**PROBLEMS AND TASKS**
(a) In the passage about Benjamin and quotation, reproduce the text word for word, starting with "By thus collapsing" and going on through "xvii, Understanding Brecht)".
(b) In the passage about Benjamin and quotation, which form did Benjamin propose giving up in favor of the essay?

**TEXT BLOCK**
↓

By thus collapsing content into form the range of forms may be restricted. Because Benjamin was the child of the first phase of a new technological era, when techniques like photo-montage had a direct political effect, he sometimes tended to isolate technique as politically effective in itself and to ignore that the politicization of technology involves the relations, as well as the means, of production."
(Stanley Mitchell, introduction, xvii, Understanding Brecht)
Through reproductive technology the 'aura' disappears along with notions of creativity under which the fiction of originality was maintained'. To take an obvious example, Sherrie Levine is an artist who simply re-photographs existing artists' work in much the same way as cultural theorists write with words and concepts that have already been written.
Benjamin proposed to abandon the conventional book form in favour of the essay. He wanted to write a book consisting entirely of quotations to undermine subjectivity and replace the conventional academic book form; 'an outdated mediation between two filing systems'. This 'collage' form made it possible for him to present incomplete, digressive texts, without proof or conclusion, in which he could assemble 'fragments' and 'close-ups' drawn from everyday life. Such use of quotation seems particularly fruitful in a hypertext environment where the connections and inter-textual relationships between quotations are as important as the substance of the quotations themselves. Through quotation one can enhance a piece of text by prizing it out of its habitual context, effectively transforming quotations (even though on a literal level they remain the same); a kind of 'transubstantiation'. In this way, spaces are made for the reader; it is a way of constructing a text for an 'active' reader, not merely following a considered, logical philosophical argument but weaving around concepts and ideas.

↑

(Shape annotation entries)

↓

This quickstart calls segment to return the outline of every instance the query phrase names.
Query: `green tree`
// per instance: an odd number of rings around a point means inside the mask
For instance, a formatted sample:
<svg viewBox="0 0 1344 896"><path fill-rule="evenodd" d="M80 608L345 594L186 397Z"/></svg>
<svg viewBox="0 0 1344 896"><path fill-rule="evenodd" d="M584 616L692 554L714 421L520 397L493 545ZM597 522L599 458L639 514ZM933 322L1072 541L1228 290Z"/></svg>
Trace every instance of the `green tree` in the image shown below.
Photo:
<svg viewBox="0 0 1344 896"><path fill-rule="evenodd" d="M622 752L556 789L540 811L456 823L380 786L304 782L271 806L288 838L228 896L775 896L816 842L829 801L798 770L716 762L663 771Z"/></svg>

↑

**ANSWERS FOR THE TASKS**
(a)
By thus collapsing content into form the range of forms may be restricted. Because Benjamin was the child of the first phase of a new technological era, when techniques like photo-montage had a direct political effect, he sometimes tended to isolate technique as politically effective in itself and to ignore that the politicization of technology involves the relations, as well as the means, of production."
(Stanley Mitchell, introduction, xvii, Understanding Brecht)

(b) The conventional book form.